## Task prompt:
Rewrite the paragraph beginning "President Trump would be on firm ground" from the passage on U.S. Middle East policy below as a short bulleted list that keeps its main points.

## Provided text:

• • •

President Trump would be on firm ground, and most likely to achieve results, if he makes an early statement that: (1) reaffirms his commitment to working with the parties and regional players to resolve conflict; and (2) frames his goal as a nonmilitarized Palestine and 1967 lines with mutually agreed swaps. In doing so, Trump would be building on a framework grounded in long-standing U.S. policy positions to advance the interests of the United States, Israel, and the United States’ closest partners in the Middle East.15
Two key existing elements that could help in constructing a new framework include U.S. positions on territory and security and the Arab Peace Initiative.

• • •

## Record extracts:
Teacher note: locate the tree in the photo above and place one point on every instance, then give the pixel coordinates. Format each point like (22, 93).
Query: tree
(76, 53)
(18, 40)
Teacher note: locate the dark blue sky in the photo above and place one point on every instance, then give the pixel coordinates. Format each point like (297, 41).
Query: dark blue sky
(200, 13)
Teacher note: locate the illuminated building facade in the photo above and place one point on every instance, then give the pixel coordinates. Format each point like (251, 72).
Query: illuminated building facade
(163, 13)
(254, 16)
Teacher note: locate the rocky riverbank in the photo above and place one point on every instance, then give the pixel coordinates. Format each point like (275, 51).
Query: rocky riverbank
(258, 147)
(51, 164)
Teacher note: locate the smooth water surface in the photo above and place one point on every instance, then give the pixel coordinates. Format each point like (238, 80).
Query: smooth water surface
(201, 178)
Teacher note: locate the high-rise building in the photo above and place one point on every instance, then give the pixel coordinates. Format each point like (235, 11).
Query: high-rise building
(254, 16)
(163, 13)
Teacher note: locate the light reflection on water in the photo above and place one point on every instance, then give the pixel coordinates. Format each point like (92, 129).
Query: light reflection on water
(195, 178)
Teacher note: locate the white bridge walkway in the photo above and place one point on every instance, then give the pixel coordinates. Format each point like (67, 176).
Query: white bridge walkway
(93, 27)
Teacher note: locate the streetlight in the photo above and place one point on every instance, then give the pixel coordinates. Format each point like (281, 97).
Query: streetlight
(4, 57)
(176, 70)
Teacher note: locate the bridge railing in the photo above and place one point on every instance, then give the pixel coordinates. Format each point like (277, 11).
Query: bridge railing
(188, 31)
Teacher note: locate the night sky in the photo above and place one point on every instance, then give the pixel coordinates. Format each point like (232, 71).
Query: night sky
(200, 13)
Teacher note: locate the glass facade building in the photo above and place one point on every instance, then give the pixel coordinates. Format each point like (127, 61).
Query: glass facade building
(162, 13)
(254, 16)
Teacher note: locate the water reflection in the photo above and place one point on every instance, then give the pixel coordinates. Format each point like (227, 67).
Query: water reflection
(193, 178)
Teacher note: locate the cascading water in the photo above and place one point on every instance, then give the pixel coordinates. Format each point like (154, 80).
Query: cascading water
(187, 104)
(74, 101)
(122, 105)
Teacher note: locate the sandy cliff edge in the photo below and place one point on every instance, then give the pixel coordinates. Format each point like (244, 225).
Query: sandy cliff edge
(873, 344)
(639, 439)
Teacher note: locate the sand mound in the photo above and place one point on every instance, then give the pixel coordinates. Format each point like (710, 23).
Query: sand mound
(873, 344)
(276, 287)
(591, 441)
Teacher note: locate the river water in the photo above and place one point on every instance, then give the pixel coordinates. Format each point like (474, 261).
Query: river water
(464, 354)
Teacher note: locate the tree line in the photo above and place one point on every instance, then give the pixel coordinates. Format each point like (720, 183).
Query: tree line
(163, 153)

• • •

## Complete output:
- Trump would be on firm ground, and most likely to get results, by making an early statement.
- The statement should reaffirm his commitment to working with the parties and regional players to resolve the conflict.
- It should frame his goal as a nonmilitarized Palestine and 1967 lines with mutually agreed swaps.
- This would build on a framework grounded in long-standing U.S. policy positions.
- That framework advances the interests of the United States, Israel, and the closest U.S. partners in the Middle East.